WHAT THE TASK ASKS: Which lines in the rows below contain the word "Target"? Extract each of them in full.

SUPPLIED MATERIAL:
/---

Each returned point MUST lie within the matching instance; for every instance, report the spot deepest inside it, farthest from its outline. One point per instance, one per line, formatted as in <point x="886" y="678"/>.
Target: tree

\---
/---

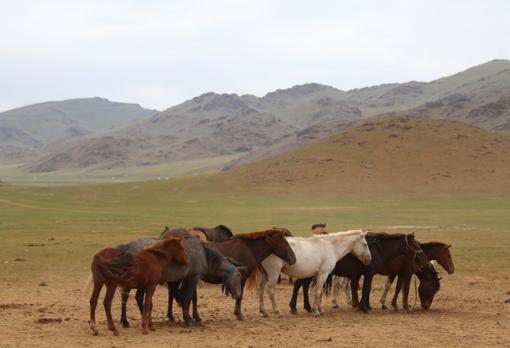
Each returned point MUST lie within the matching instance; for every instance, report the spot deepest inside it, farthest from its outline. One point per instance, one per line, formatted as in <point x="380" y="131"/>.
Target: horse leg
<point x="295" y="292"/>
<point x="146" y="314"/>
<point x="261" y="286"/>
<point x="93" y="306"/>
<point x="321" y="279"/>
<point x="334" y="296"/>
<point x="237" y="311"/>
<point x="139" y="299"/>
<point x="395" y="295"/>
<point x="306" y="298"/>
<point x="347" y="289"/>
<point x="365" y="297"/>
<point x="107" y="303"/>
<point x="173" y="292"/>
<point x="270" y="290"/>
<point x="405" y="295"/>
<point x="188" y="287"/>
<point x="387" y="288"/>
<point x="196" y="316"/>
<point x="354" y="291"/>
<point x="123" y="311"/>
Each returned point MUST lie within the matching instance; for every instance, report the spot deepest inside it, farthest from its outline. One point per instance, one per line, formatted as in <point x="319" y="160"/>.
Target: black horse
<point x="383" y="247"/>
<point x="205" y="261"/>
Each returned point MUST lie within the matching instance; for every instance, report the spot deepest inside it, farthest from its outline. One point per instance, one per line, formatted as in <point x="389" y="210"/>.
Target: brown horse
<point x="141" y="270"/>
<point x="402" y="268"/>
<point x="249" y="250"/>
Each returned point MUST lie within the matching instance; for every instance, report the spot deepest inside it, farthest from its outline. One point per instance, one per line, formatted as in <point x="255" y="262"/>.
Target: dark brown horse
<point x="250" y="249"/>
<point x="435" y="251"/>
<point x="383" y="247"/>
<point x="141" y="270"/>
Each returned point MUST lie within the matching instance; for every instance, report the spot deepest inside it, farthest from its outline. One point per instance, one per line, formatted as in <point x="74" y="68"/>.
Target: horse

\---

EXERCISE RESULT:
Target: tree
Target: horse leg
Target: black horse
Target: brown horse
Target: dark brown horse
Target: horse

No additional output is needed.